__Input for this task__
━━━━━━━━
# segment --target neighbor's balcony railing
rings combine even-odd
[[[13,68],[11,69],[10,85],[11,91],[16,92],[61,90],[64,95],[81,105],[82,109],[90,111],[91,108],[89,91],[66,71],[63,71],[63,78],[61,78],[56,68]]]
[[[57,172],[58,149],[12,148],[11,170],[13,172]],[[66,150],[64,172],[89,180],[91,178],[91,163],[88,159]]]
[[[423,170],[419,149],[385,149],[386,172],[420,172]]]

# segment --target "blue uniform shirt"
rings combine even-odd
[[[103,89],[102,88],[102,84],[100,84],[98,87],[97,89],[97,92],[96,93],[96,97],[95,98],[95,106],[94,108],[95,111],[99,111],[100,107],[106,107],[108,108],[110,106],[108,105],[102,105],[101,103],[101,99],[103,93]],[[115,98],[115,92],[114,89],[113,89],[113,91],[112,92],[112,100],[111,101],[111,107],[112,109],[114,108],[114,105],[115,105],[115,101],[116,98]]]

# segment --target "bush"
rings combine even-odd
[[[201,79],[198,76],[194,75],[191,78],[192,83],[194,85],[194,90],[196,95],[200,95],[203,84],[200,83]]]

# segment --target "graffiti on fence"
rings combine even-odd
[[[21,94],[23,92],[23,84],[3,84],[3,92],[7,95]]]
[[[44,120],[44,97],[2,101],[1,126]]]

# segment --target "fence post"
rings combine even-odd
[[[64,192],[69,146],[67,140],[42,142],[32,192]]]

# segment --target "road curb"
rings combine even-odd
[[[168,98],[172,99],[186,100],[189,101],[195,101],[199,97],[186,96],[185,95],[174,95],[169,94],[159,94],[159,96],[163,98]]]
━━━━━━━━
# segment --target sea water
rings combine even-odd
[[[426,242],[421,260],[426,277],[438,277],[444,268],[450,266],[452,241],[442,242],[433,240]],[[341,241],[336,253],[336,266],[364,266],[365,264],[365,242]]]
━━━━━━━━
__Written problem__
Give the rows from the line with "# segment --target neighbor's balcony railing" to the line with "[[[44,120],[44,97],[2,101],[1,126]]]" as a two-column CSV with the headers command and polygons. Make one line for each row, putting its text and its answer each in a single quoted field with line breaks turned into spaces.

__Problem solution__
command,polygons
"# segment --target neighbor's balcony railing rings combine even-odd","[[[13,68],[11,69],[10,85],[11,91],[16,92],[61,90],[64,95],[81,105],[82,109],[90,111],[91,108],[89,91],[66,71],[63,71],[63,78],[61,78],[56,68]]] [[[57,172],[58,149],[12,148],[11,170],[13,172]],[[66,150],[64,172],[89,180],[91,178],[91,163],[88,159]]] [[[423,170],[419,149],[385,149],[386,172],[420,172]]]"
"# segment --target ""blue uniform shirt"" rings combine even-odd","[[[103,89],[102,88],[102,84],[100,84],[98,87],[97,89],[97,92],[96,93],[96,97],[95,98],[95,106],[94,108],[95,111],[99,111],[100,107],[106,107],[108,108],[110,106],[108,105],[102,105],[101,103],[101,99],[103,93]],[[115,98],[115,92],[114,89],[113,89],[113,91],[112,92],[112,100],[111,101],[111,107],[112,109],[114,108],[114,105],[115,105],[115,101],[116,98]]]"
"# segment --target ""bush"" rings combine even-odd","[[[201,79],[198,76],[194,75],[191,78],[192,83],[194,85],[194,90],[196,95],[200,95],[203,84],[200,83]]]"
"# segment --target ""graffiti on fence"" rings combine even-odd","[[[21,94],[23,92],[23,84],[3,84],[3,92],[7,95]]] [[[44,120],[44,97],[2,101],[1,126]]]"